▶ _Required action_: Search the data for the string "railing" and extract every line where it appears.

▶ _Provided information_:
* * *

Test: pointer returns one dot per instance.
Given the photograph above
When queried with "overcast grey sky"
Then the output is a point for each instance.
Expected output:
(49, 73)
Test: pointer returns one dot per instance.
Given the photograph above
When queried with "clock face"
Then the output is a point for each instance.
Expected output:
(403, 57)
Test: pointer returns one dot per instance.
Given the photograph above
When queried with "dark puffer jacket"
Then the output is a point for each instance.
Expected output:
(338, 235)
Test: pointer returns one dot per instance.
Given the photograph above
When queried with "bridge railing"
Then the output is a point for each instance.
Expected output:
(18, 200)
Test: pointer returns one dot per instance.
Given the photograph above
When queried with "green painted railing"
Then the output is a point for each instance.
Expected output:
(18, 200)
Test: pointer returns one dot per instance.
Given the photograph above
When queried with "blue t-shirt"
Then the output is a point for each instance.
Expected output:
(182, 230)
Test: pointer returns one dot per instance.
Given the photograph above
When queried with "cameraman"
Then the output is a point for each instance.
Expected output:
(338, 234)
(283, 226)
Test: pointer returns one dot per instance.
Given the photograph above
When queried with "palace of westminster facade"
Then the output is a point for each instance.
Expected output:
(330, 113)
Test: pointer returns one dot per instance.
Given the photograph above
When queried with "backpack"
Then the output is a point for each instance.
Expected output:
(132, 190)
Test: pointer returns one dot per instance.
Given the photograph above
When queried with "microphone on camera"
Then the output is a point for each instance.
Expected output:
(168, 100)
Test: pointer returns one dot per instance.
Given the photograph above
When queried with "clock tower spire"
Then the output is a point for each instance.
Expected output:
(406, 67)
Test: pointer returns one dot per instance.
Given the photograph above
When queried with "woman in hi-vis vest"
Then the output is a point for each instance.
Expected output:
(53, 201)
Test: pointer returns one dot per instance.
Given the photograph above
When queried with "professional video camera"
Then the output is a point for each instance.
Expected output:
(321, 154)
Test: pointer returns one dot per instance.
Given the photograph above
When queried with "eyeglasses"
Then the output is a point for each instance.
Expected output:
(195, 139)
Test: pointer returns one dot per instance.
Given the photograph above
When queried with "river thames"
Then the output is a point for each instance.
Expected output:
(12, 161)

* * *

▶ _Written response_:
When queried with "bridge railing"
When queried with "green painted railing"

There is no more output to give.